Task description -
Put the lines from the one containing "where the door" to the one containing "(454, 382), (525, 394)", both ends included, into a Markdown table with the columns Line No. and Text. Number each line and leave out blank lines.

--- begin Source material ---

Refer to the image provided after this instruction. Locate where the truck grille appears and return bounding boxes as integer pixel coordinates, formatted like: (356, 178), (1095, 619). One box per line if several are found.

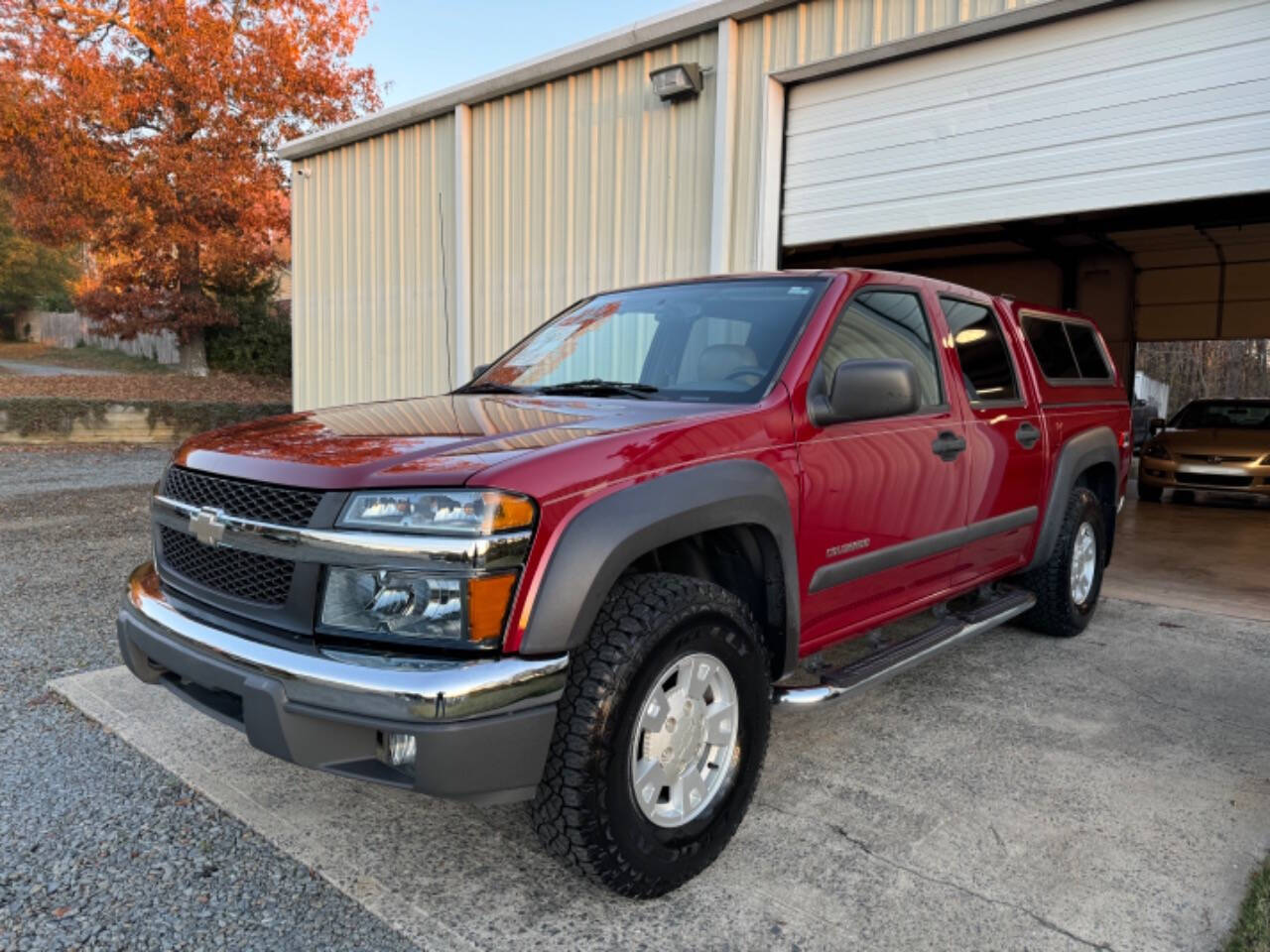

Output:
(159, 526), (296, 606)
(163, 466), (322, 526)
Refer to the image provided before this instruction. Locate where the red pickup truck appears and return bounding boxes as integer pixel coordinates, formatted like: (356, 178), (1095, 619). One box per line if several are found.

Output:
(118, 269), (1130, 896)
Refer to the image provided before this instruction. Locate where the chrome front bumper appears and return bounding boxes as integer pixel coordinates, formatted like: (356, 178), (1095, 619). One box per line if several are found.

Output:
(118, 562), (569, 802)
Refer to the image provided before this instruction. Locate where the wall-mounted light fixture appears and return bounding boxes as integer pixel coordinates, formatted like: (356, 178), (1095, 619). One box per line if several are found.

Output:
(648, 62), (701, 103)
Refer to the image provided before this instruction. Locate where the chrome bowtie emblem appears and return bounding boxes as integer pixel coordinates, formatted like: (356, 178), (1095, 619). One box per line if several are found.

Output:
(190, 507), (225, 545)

--- end Source material ---
--- begin Source material ---

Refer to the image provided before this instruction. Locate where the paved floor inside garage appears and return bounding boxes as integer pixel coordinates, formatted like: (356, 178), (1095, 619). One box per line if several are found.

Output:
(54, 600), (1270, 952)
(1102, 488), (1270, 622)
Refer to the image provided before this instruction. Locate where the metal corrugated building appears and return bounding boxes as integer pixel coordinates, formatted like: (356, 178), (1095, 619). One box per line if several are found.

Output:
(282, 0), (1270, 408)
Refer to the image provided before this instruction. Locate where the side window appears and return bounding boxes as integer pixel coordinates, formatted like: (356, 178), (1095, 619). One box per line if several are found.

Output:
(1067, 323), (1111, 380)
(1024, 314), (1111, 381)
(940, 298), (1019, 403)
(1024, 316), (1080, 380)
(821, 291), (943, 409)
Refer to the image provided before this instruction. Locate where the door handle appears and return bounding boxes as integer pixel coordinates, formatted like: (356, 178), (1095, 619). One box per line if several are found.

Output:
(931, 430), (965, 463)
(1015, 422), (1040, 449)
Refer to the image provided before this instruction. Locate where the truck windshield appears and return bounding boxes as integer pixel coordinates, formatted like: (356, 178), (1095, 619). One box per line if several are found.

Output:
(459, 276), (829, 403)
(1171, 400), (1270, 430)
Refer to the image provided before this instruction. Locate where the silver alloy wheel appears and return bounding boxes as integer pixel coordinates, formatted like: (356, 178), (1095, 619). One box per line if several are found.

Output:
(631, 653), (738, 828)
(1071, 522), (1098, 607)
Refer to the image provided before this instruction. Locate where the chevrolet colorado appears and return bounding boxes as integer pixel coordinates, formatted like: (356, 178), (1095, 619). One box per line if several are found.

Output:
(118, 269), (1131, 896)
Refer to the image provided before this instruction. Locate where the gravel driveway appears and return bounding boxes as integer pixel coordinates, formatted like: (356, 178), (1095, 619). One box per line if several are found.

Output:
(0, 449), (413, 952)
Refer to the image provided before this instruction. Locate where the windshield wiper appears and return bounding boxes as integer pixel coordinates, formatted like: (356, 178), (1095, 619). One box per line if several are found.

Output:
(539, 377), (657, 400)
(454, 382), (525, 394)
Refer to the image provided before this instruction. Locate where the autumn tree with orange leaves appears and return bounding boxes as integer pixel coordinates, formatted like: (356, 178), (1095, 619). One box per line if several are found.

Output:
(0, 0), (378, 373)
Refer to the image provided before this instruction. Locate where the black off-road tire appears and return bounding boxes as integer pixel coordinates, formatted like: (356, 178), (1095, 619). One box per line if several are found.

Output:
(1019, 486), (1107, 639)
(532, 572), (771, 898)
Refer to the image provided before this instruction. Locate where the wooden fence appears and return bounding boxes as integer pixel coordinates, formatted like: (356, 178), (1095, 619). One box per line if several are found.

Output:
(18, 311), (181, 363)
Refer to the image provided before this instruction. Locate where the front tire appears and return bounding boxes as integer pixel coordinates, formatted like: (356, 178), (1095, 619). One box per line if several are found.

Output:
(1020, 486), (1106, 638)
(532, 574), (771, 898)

--- end Source material ---

Exercise output -
| Line No. | Text |
|---|---|
| 1 | Refer to the image provided before this instruction. Locate where the door handle appears and return bounding boxes as integer pixel coordinates, formatted like: (356, 178), (1095, 619). One box per line if several are found. |
| 2 | Output: |
| 3 | (931, 430), (965, 463) |
| 4 | (1015, 422), (1040, 449) |
| 5 | Refer to the image provided before this instruction. Locate where the truck windshield appears and return bounding boxes as integer pixel coordinates, formatted like: (356, 178), (1095, 619). One box per line if several are found. |
| 6 | Output: |
| 7 | (459, 276), (829, 403) |
| 8 | (1171, 400), (1270, 430) |
| 9 | Refer to the image provided before this instruction. Locate where the silver alloy wheel appears and return bounding boxes as integer pixel coordinates, formatted like: (356, 178), (1095, 619). One box per line if several are found. |
| 10 | Output: |
| 11 | (631, 653), (738, 828) |
| 12 | (1071, 522), (1098, 607) |
| 13 | Refer to the image provided before this instruction. Locate where the chevrolet colorado appears and return bounding boxes as integer pixel coordinates, formatted like: (356, 178), (1095, 619). One box per line if several are found. |
| 14 | Output: |
| 15 | (118, 269), (1131, 896) |
| 16 | Refer to the image provided before this instruction. Locate where the gravel driveway appears and return bounding boxes as integer pixel coordinates, formatted like: (356, 178), (1095, 619). One box per line if several are found. |
| 17 | Output: |
| 18 | (0, 449), (413, 952) |
| 19 | Refer to the image provided before this instruction. Locate where the windshield wiper appears and return bounding boxes as integer pixel coordinates, formatted like: (356, 178), (1095, 619). One box per line if several are found. |
| 20 | Output: |
| 21 | (539, 377), (657, 400) |
| 22 | (454, 382), (525, 394) |